From the line holding "Objective — for the ice" to the final line below, restate each line word for word and add nothing.
━━━━━ RECORDS SHOWN
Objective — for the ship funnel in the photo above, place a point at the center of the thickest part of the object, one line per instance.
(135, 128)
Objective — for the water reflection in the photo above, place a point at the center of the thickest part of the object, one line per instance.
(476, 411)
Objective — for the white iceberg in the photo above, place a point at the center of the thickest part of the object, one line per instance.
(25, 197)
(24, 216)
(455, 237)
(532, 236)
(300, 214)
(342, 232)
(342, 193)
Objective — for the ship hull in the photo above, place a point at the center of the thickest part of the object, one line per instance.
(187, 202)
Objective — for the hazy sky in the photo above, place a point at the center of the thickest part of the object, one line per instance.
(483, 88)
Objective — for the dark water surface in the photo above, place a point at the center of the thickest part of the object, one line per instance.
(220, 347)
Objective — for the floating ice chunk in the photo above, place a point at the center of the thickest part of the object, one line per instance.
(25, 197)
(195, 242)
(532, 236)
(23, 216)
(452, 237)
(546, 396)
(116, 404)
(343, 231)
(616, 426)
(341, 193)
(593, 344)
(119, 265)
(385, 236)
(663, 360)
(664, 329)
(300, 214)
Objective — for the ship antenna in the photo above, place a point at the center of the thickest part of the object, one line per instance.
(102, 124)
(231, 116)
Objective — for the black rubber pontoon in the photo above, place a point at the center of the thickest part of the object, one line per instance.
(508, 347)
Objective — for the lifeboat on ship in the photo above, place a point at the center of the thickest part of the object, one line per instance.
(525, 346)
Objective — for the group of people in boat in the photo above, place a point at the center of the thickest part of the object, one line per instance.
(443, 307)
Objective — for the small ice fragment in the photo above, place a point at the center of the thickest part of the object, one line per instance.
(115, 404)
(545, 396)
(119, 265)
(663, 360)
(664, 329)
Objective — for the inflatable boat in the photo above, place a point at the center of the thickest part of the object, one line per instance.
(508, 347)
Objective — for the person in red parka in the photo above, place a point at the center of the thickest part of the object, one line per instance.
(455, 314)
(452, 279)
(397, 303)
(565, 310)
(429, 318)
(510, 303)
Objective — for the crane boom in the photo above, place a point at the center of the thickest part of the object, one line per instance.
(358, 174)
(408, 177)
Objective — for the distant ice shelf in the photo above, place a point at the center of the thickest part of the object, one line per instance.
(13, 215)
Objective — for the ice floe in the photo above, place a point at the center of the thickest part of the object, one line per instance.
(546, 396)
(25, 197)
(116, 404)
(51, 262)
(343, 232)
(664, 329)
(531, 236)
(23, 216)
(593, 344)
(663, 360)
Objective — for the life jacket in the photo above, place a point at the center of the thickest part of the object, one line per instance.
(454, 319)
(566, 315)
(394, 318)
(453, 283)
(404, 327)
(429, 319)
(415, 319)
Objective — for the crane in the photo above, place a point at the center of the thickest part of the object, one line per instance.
━━━━━━━━━━
**EXPECTED OUTPUT**
Objective — for the ice floe in the photo above, place a point at the center of the thickest part of the object, one line per instance.
(546, 396)
(25, 197)
(116, 404)
(51, 262)
(343, 232)
(664, 329)
(531, 236)
(23, 216)
(593, 344)
(663, 360)
Objective — for the life jacket in the photo above, place a point at the center of the thickest part of the object, one line per instance.
(454, 319)
(566, 315)
(394, 318)
(453, 283)
(404, 327)
(429, 319)
(415, 319)
Objective — for the crane in the photo above, place a point at the center of the thickest part of the object, one line per instance.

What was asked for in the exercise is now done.